Saved data entries
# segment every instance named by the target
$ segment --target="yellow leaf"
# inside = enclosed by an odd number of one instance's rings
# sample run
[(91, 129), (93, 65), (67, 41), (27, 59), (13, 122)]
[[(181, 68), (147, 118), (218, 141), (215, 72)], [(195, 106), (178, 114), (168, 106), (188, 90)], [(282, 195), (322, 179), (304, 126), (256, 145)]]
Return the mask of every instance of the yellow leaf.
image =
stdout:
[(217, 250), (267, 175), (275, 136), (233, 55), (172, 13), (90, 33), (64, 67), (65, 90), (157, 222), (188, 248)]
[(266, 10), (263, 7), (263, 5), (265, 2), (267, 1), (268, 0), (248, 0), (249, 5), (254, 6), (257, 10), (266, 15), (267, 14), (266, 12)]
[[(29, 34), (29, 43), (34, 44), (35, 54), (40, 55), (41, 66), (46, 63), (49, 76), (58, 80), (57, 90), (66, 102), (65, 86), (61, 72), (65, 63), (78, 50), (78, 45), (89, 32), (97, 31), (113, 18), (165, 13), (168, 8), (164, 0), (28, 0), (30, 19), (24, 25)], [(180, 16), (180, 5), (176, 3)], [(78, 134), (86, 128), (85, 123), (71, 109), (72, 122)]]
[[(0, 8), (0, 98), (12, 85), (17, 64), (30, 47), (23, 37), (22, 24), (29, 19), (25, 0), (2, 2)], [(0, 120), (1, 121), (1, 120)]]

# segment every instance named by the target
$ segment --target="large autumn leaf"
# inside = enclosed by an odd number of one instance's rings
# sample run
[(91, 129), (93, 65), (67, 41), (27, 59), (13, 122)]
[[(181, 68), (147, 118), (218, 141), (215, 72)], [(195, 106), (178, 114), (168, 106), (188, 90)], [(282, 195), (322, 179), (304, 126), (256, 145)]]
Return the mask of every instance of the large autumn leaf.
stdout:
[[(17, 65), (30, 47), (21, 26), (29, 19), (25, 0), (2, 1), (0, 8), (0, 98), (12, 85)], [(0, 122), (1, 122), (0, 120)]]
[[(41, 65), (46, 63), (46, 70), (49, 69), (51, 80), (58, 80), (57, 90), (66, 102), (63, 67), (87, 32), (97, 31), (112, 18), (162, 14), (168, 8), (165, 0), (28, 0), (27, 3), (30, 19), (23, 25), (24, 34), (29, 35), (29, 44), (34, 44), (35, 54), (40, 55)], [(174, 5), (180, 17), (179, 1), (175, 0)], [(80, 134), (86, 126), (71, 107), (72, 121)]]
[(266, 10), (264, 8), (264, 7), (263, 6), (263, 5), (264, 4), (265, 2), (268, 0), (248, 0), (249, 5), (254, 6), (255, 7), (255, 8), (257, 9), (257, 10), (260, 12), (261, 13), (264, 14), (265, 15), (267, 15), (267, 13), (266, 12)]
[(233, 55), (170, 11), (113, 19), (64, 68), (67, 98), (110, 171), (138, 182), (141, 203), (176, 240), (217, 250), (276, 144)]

Task goal: Convert every line of the items above into a Markdown table with the columns Row and Line, numbering each row and omitting blank lines.

Answer to this exercise:
| Row | Line |
|---|---|
| 1 | # segment every instance named by the target |
| 2 | $ segment --target="yellow leaf" |
| 3 | # inside = enclosed by an odd number of one instance's rings |
| 4 | # sample run |
| 5 | [(91, 129), (93, 65), (67, 41), (27, 59), (13, 122)] |
| 6 | [[(181, 68), (147, 118), (218, 141), (215, 72)], [(195, 106), (178, 114), (168, 106), (188, 90)], [(282, 195), (322, 179), (304, 126), (256, 145)]] |
| 7 | Return the mask of every instance of the yellow leaf. |
| 8 | image = |
| 9 | stdout: |
| 10 | [(217, 250), (267, 175), (275, 136), (233, 55), (172, 13), (90, 33), (64, 67), (65, 90), (157, 222), (188, 248)] |
| 11 | [(266, 10), (263, 7), (263, 5), (265, 2), (267, 1), (268, 0), (248, 0), (249, 5), (254, 6), (257, 10), (266, 15), (267, 14), (266, 12)] |
| 12 | [[(29, 34), (29, 43), (34, 44), (35, 54), (40, 55), (41, 66), (46, 63), (49, 76), (58, 80), (57, 90), (66, 102), (65, 86), (61, 72), (65, 63), (78, 50), (78, 45), (89, 32), (97, 31), (113, 18), (165, 13), (168, 8), (164, 0), (28, 0), (30, 19), (24, 25)], [(180, 16), (180, 5), (176, 3)], [(78, 134), (86, 128), (85, 123), (71, 109), (72, 122)]] |
| 13 | [[(0, 8), (0, 98), (12, 85), (17, 64), (30, 47), (23, 37), (22, 24), (29, 19), (25, 0), (2, 2)], [(0, 120), (1, 121), (1, 120)]] |
| 14 | # segment every instance named by the target |
| 15 | $ segment --target="large autumn leaf" |
| 16 | # inside = enclosed by an odd number of one instance's rings |
| 17 | # sample run |
| 18 | [(91, 129), (93, 65), (67, 41), (27, 59), (13, 122)] |
| 19 | [[(181, 68), (147, 118), (218, 141), (215, 72)], [(195, 106), (178, 114), (168, 106), (188, 90)], [(282, 195), (322, 179), (304, 126), (256, 145)]] |
| 20 | Return the mask of every instance of the large autumn leaf. |
| 21 | stdout: |
| 22 | [[(17, 65), (30, 47), (21, 26), (29, 19), (25, 0), (2, 1), (0, 8), (0, 98), (12, 85)], [(0, 122), (1, 122), (0, 120)]] |
| 23 | [[(41, 65), (46, 63), (46, 70), (49, 69), (51, 80), (58, 80), (57, 90), (66, 102), (63, 67), (87, 32), (97, 31), (112, 18), (162, 14), (168, 8), (165, 0), (28, 0), (27, 3), (30, 19), (23, 25), (24, 34), (29, 35), (29, 44), (34, 44), (35, 54), (40, 55)], [(174, 5), (180, 17), (179, 1), (175, 0)], [(80, 134), (86, 126), (71, 107), (72, 121)]] |
| 24 | [(266, 10), (264, 8), (264, 7), (263, 6), (263, 5), (264, 4), (265, 2), (268, 0), (248, 0), (249, 5), (254, 6), (255, 7), (255, 8), (257, 9), (257, 10), (260, 12), (261, 13), (264, 14), (265, 15), (267, 15), (267, 13), (266, 12)] |
| 25 | [(233, 55), (170, 11), (113, 19), (64, 68), (67, 98), (110, 171), (138, 182), (141, 203), (176, 240), (217, 250), (276, 144)] |